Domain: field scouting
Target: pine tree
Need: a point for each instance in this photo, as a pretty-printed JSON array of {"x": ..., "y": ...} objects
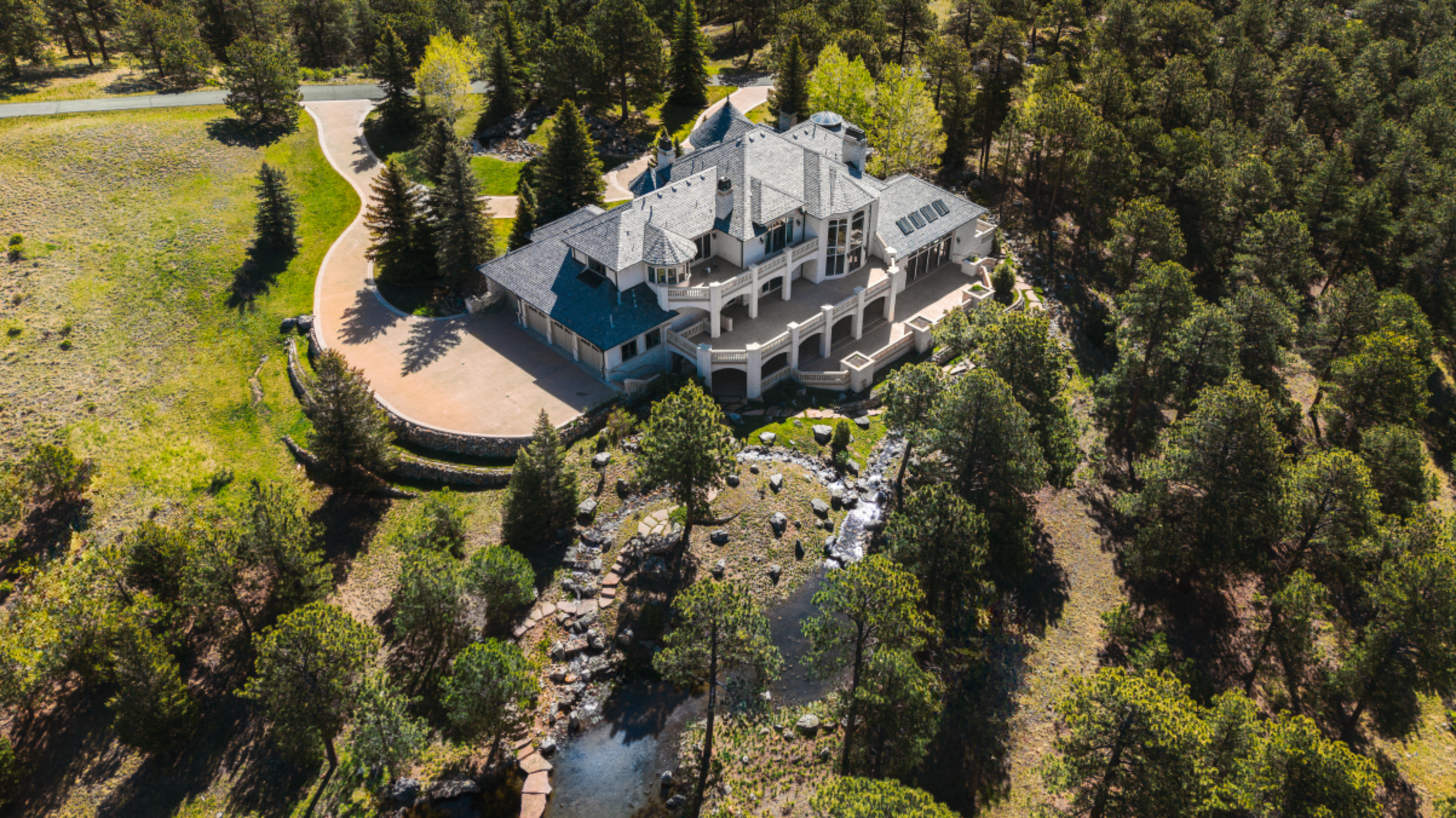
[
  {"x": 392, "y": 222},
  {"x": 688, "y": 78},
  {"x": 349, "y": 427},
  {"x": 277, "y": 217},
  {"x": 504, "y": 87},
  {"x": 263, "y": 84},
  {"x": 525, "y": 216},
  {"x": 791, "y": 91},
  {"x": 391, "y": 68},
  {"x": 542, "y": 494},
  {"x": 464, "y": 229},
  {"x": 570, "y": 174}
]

—————

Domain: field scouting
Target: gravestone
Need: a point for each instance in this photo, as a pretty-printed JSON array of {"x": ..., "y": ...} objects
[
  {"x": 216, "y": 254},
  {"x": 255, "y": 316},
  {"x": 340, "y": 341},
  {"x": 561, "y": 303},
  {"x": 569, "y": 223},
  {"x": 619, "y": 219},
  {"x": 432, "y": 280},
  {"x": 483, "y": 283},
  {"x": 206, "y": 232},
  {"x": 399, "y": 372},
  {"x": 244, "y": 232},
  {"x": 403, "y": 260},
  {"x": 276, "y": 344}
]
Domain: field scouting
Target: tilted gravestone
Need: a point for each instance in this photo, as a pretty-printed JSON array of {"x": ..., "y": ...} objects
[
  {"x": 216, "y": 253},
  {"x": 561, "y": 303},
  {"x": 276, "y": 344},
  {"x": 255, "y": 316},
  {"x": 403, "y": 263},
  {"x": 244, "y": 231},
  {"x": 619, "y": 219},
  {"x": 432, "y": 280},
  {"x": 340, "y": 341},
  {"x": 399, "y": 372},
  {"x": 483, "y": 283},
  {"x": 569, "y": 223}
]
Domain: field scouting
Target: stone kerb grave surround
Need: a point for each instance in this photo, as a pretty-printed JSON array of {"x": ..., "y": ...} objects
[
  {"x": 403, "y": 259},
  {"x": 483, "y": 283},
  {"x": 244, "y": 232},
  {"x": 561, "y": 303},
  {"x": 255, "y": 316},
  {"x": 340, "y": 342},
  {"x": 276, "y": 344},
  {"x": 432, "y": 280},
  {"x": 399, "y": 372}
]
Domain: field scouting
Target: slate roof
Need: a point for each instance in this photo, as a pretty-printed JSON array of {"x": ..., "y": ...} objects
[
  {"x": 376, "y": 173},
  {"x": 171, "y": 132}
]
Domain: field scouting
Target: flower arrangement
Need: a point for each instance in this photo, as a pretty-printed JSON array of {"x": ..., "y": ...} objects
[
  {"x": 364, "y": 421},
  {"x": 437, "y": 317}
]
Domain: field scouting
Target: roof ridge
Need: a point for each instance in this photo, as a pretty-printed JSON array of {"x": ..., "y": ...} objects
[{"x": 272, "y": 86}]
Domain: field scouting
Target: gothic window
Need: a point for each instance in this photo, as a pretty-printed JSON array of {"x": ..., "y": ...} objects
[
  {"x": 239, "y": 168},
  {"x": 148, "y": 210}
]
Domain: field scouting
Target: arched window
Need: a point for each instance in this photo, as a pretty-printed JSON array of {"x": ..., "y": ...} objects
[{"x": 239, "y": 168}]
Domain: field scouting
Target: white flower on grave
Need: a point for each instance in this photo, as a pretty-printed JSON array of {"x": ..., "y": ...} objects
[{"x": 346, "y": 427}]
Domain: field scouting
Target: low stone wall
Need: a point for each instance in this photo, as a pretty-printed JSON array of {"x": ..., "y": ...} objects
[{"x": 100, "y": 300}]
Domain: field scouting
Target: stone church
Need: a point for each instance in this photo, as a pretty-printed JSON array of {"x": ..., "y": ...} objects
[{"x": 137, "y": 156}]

—————

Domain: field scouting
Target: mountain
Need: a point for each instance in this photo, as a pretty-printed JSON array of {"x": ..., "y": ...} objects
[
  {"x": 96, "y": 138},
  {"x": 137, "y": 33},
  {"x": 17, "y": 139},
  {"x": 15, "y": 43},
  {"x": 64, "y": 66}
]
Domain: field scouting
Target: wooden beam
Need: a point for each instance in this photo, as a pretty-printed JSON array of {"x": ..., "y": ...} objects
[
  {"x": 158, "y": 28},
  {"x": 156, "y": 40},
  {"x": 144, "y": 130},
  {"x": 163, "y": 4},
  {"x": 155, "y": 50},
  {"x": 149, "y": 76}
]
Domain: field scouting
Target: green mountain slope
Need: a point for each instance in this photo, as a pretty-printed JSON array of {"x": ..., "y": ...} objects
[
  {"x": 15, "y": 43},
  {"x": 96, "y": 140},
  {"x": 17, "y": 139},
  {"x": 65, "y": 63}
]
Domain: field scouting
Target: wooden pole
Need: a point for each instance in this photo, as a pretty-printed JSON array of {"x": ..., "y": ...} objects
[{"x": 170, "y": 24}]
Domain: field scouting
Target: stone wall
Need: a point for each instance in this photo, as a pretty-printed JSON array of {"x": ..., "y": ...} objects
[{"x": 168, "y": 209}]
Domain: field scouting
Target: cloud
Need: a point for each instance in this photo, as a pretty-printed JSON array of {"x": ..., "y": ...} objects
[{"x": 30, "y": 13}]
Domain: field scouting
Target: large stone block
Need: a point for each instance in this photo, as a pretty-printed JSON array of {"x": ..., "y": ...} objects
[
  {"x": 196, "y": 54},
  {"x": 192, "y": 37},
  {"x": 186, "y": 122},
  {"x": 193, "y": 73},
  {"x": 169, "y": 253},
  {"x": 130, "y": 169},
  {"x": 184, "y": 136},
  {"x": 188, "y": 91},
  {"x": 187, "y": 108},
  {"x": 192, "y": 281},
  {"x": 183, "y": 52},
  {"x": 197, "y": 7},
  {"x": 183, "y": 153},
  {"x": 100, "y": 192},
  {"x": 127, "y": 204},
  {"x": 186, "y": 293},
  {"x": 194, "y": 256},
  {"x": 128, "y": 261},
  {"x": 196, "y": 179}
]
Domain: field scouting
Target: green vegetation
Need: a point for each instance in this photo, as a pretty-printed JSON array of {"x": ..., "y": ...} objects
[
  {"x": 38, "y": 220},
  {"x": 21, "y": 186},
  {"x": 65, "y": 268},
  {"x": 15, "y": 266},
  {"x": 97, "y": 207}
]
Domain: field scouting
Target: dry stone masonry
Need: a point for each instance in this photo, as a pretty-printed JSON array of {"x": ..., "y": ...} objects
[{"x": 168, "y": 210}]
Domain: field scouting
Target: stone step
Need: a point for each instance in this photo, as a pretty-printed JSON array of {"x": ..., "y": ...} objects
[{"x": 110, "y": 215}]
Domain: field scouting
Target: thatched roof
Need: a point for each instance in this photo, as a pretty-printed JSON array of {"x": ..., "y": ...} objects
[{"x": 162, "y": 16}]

—————

Exercise requirements
Where a line of the records includes "roof", copy it.

Written response
Target: slate roof
Target: roof ridge
Target: thatched roof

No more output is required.